**Set task:** Which lines in the listing below contain the string "reflection", with case matching exactly? Locate each one and copy it out in full.

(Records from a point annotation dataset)
====

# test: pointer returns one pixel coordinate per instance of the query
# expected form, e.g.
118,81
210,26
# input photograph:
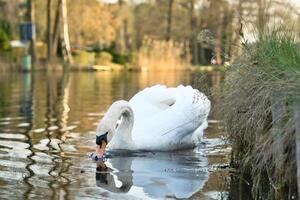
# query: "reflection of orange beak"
100,149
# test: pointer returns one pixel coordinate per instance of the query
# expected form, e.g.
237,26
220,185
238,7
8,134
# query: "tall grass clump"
162,55
258,99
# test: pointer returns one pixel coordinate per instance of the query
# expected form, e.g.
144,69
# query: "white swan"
157,118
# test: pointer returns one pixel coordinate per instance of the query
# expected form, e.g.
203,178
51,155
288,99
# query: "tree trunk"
66,39
218,43
31,17
169,20
193,34
49,42
237,33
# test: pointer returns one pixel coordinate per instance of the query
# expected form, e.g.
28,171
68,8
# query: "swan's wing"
178,126
152,100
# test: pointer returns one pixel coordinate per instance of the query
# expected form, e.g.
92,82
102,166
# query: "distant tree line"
212,29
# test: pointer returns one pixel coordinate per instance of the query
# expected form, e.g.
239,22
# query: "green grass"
268,72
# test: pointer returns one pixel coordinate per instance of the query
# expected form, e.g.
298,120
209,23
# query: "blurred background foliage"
211,30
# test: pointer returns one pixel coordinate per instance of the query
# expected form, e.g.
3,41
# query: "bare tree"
66,31
49,42
31,19
169,20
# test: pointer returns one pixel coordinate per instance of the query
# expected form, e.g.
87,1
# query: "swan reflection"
160,175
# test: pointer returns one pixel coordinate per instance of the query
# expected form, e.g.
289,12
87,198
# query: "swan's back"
169,118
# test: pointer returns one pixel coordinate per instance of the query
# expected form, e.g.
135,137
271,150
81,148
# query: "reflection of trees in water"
105,178
26,110
56,113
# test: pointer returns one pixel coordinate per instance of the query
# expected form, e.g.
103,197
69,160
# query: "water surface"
47,130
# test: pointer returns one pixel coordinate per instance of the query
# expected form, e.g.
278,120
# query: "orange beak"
100,149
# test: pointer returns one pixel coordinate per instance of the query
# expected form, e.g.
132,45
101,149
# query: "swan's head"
118,118
104,134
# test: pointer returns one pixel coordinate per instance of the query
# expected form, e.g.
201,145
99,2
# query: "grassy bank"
258,98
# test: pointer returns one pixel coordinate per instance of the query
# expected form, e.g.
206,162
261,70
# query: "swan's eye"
101,138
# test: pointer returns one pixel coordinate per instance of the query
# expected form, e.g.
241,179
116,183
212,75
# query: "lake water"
47,131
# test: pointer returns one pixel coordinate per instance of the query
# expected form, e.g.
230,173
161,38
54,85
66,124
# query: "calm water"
47,130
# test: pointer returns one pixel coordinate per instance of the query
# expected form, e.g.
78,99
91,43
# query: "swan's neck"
122,133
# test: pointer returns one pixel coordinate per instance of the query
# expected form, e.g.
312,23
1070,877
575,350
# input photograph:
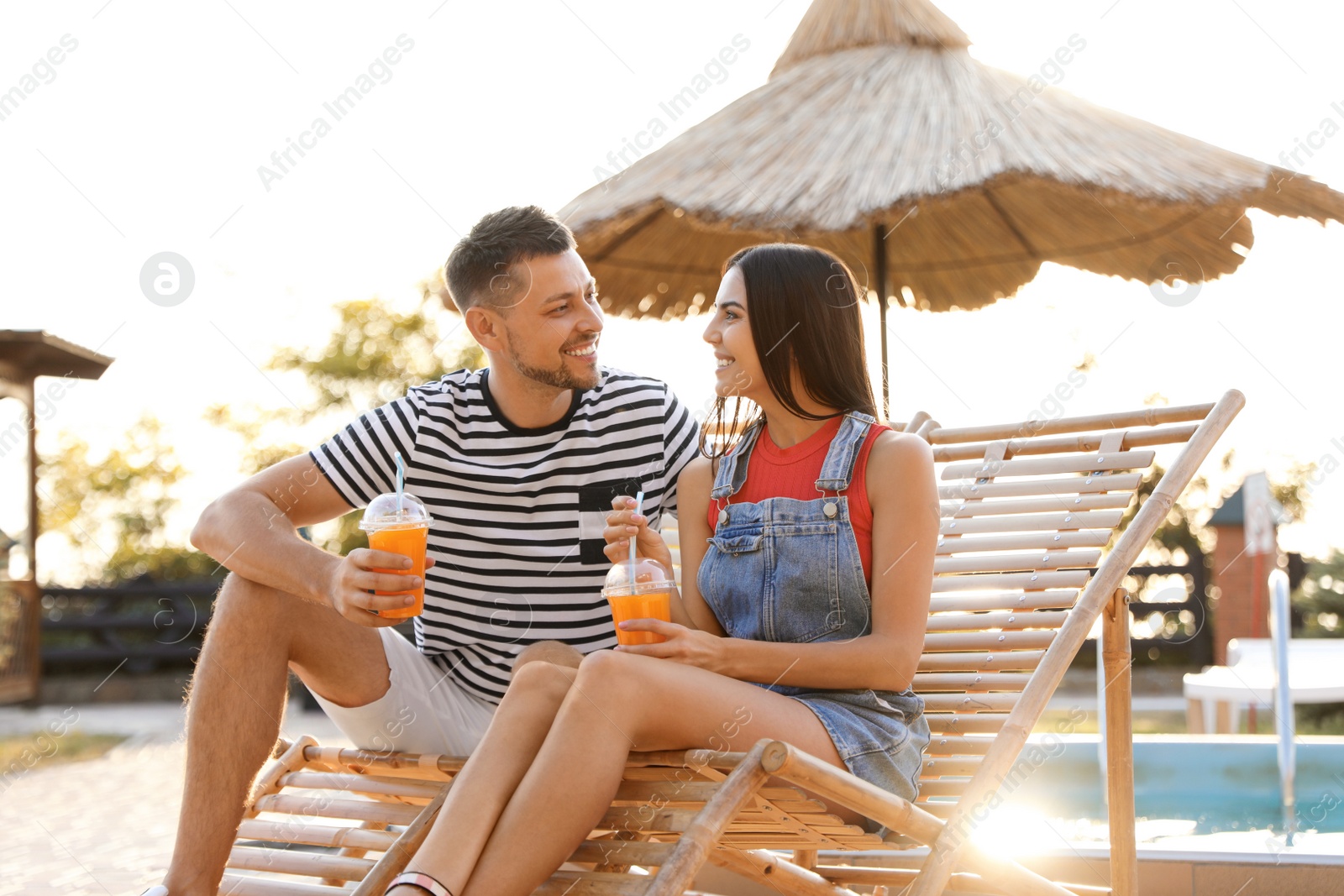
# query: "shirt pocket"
803,594
732,580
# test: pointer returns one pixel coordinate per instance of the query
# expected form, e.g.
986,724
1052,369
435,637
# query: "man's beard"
557,378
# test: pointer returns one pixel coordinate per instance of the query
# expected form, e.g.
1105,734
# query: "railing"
19,669
148,626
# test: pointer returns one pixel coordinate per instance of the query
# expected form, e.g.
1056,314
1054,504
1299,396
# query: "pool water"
1221,783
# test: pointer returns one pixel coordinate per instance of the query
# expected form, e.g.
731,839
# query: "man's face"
553,327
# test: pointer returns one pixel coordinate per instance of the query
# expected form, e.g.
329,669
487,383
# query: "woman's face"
738,371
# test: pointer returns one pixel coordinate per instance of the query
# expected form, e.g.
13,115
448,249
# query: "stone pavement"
105,826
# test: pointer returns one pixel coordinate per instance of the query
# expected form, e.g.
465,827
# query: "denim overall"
788,570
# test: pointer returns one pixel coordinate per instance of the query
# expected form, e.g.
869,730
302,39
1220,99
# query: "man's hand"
355,578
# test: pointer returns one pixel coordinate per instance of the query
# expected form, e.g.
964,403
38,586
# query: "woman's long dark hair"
803,307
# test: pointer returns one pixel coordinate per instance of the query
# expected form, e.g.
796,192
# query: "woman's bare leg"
490,777
620,703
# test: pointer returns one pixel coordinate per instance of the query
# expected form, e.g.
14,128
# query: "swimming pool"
1221,783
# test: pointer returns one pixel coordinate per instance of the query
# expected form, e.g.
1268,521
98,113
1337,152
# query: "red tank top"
793,472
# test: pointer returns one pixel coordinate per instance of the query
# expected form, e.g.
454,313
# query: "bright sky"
148,134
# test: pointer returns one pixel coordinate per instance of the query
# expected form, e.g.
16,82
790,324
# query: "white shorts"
423,710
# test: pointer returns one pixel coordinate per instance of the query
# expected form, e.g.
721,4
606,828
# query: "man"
517,465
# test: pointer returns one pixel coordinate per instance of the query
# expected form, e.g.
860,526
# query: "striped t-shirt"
517,513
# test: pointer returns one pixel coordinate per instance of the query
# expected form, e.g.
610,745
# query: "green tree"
373,356
1320,597
112,510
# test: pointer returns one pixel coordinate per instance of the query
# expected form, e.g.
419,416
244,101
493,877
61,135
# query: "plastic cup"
403,531
642,590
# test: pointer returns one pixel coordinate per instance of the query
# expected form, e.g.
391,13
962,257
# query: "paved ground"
105,826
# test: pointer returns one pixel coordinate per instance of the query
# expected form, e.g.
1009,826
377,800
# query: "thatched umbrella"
938,179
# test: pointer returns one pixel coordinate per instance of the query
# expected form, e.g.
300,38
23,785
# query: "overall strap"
732,468
837,469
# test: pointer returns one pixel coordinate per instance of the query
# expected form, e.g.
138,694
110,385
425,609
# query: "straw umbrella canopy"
937,179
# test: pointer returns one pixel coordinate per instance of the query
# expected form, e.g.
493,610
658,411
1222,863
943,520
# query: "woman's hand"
622,523
689,647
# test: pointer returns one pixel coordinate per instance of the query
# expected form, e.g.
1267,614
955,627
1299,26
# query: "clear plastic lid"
383,513
649,575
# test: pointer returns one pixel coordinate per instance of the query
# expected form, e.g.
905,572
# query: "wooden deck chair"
1021,574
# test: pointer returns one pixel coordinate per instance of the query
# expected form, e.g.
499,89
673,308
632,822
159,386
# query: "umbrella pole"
879,269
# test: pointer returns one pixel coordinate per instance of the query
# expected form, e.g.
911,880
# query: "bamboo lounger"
1027,511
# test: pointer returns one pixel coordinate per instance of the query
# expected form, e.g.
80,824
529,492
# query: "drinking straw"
401,481
638,508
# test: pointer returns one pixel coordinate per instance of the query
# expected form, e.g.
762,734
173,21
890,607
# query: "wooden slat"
1032,560
953,746
963,723
642,792
622,852
1048,465
288,862
941,788
241,886
981,661
1018,542
1025,600
941,766
692,759
1062,488
978,506
292,832
407,765
362,783
1058,520
960,641
999,701
1084,432
996,620
593,883
644,819
1043,579
355,809
969,681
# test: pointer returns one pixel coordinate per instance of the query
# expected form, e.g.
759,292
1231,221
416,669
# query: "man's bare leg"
239,700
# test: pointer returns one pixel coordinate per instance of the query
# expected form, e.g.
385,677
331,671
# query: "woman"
806,553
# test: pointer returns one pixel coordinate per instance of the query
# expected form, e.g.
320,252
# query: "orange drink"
400,524
640,590
649,605
407,542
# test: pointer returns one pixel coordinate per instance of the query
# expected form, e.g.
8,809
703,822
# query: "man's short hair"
481,269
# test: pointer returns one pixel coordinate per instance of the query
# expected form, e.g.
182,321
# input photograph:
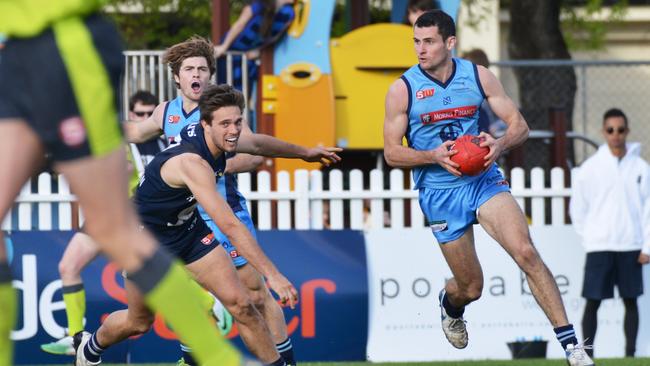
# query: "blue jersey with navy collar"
169,211
438,112
175,118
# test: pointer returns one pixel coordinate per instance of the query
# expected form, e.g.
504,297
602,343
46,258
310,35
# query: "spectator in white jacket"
610,209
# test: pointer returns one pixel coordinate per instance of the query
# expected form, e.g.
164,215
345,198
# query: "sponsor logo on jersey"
207,239
438,226
72,131
173,119
447,114
421,94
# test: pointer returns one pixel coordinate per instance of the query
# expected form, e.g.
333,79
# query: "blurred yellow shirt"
28,18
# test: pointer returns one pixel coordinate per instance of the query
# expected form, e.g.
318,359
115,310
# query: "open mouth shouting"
231,142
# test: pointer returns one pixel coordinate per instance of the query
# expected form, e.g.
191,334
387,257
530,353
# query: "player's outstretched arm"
395,124
191,171
137,132
265,145
505,109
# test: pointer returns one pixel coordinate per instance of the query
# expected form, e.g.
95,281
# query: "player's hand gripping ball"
470,155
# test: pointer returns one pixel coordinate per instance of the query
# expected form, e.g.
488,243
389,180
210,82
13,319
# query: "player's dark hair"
440,19
219,96
422,5
614,112
142,97
196,46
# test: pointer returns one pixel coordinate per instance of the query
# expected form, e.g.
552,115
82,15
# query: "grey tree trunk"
535,34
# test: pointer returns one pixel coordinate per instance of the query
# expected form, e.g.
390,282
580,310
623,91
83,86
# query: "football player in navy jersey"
174,183
191,65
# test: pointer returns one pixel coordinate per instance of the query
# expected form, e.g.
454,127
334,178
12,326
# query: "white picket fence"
306,206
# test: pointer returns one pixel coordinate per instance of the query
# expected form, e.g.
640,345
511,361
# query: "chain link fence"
583,89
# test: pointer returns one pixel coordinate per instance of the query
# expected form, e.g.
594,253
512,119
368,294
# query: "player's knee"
68,271
259,297
141,324
527,257
243,309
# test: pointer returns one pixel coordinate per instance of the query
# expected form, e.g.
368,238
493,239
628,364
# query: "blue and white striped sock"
285,349
93,351
187,355
566,335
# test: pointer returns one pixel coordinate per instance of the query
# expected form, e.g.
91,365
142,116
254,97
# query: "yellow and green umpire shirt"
28,18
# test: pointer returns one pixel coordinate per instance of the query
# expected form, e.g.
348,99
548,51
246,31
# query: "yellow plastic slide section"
365,62
304,111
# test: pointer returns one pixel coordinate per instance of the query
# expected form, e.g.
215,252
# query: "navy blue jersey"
170,212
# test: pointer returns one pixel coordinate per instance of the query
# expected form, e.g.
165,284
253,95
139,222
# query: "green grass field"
535,362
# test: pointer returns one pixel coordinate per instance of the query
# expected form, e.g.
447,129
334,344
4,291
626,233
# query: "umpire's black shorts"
604,270
64,83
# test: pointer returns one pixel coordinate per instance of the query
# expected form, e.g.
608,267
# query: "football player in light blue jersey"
432,104
192,66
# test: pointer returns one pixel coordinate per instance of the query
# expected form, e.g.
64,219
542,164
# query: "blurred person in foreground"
68,47
610,210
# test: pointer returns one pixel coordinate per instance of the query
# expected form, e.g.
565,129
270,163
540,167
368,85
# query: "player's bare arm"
395,124
137,132
191,171
504,108
265,145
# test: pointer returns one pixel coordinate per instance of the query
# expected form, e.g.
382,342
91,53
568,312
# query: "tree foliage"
157,24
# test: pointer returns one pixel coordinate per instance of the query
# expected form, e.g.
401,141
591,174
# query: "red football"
470,155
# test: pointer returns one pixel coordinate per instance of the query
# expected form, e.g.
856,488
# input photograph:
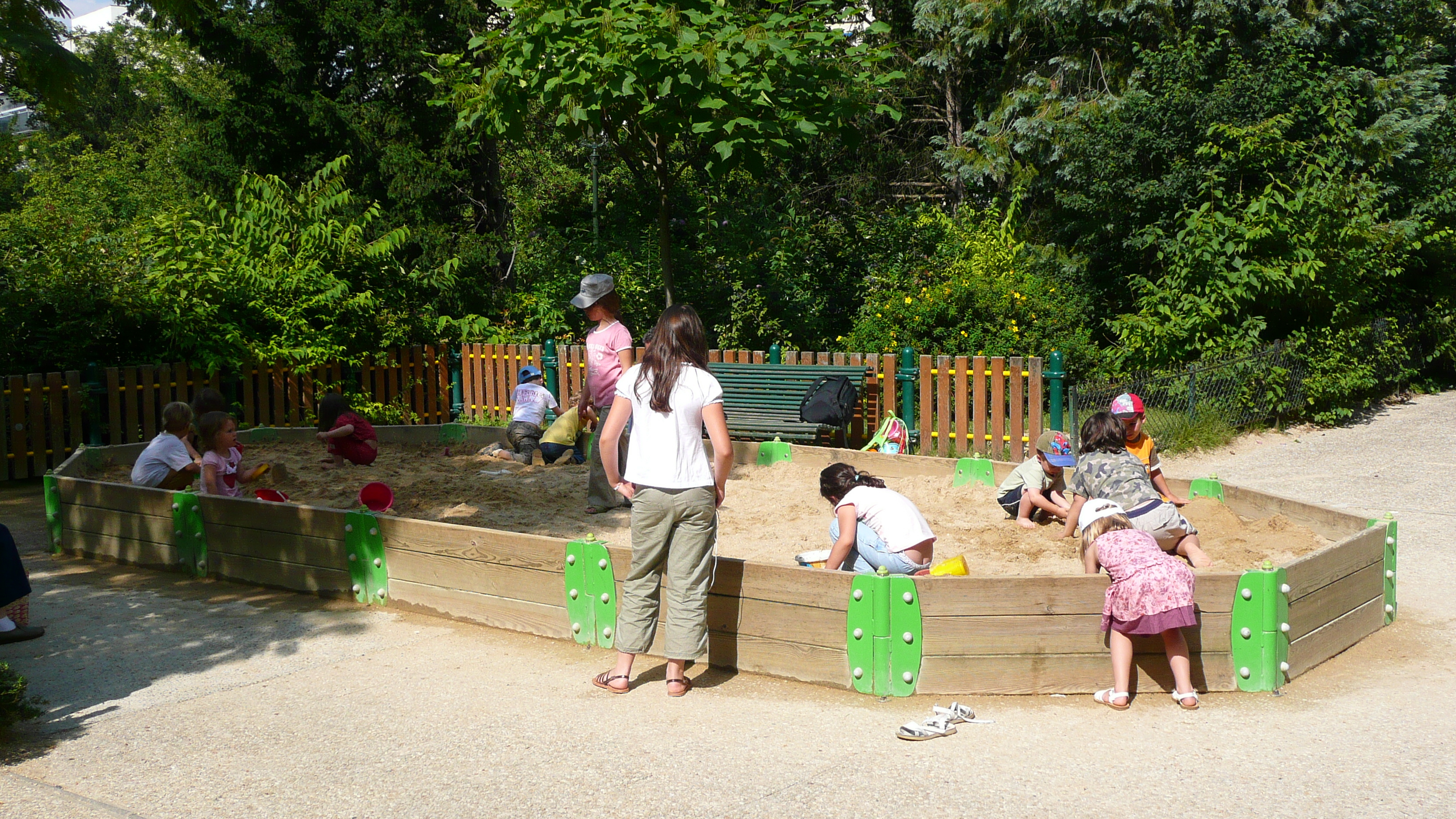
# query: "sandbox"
483,540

====

**Output for this exercise:**
# query: "reflection of orange beak"
# query: "swan reflection"
# query: "reflection of trees in water"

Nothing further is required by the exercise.